The study was unique in focusing on family members' perceptions of the patients. Most of the family members were spouses or partners of patients, while a smaller number were children, and all had frequent contact with the patients. These relatives filled out an online questionnaire about the patients' symptoms, including various kinds of memory loss. They also answered questions about the patients' personality traits and moral character -- and changes in these measures since onset of disease -- and about the quality of their relationship with the patient. Finally, they answered questions about their perceptions of patients' identity: "Do you feel like you still know who the patient is?" "How much do you sense that the patient is still the same person underneath?" "Does the patient seem like a stranger to you?"
When they crunched all the data, the main finding was very clear: Identity disintegrates primarily when the moral system is impaired. Indeed, the primacy of morality, as a determinant of identity, held true even when moral impairment was not the dominant feature of the disease. Other cognitive deficits -- including amnesia -- showed no measurable impact on the persistence of identity. These results, reported in a forthcoming issue of the journal Psychological Science, speak to longstanding philosophical questions about the nature of identity, suggesting that moral capacity is more important than memory or emotional make-up the preservation of selfhood.

**ASSIGNMENT 1**
In the passage on moral impairment and identity above, what set the study apart from others? Answer in one to three sentences.
**ASSIGNMENT 2**
Translate this sentence from the passage on moral impairment and identity into Spanish: "Other cognitive deficits -- including amnesia -- showed no measurable impact on the persistence of identity."
**ASSIGNMENT 3**
Continue the passage on moral impairment and identity with the next paragraph, starting right after its final sentence.

**SOURCE MATERIAL**

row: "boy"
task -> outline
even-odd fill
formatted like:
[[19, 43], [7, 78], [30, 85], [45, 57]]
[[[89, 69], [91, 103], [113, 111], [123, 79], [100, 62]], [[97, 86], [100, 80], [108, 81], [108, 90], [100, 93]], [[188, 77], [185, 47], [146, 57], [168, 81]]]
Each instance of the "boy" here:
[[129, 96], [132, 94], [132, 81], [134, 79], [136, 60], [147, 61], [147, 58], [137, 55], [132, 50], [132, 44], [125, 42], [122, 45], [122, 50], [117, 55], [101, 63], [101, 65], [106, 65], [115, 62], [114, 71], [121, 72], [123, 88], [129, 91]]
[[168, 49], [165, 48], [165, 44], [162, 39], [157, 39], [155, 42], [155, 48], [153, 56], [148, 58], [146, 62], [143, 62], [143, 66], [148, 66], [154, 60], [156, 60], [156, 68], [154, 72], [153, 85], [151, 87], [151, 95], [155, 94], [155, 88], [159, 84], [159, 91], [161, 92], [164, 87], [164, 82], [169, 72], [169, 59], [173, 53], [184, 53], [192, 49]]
---
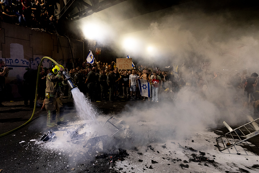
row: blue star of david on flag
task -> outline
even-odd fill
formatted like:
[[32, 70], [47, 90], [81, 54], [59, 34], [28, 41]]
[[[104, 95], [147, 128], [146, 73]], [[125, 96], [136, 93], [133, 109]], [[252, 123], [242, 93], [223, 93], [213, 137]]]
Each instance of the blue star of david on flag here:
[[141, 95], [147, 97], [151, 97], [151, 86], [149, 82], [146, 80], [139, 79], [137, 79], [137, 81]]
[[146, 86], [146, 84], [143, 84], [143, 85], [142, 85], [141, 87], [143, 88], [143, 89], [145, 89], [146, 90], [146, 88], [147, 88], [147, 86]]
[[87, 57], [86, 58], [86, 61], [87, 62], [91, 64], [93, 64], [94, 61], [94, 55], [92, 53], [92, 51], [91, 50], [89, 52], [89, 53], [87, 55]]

**WRITTEN REPLY 1**
The study was unique because it focused on family members' perceptions of the patients. These relatives, mostly spouses or partners and some children, all had frequent contact with the patients.

**WRITTEN REPLY 2**
Otros déficits cognitivos —incluida la amnesia— no mostraron ningún efecto medible sobre la persistencia de la identidad.

**WRITTEN REPLY 3**
The researchers' findings also show that relatives' perceptions of identity change -- the sense that a dear one is disappearing, or gone -- is the main cause of deteriorating family relations in cases of dementia. An estimated 36 million people are living with degenerative brain disease today, and the devastation of these diseases extends far beyond the patients themselves. Strohminger and Nichols envision future therapies that aim to preserve moral capacity -- a largely unappreciated factor in patient and family well-being.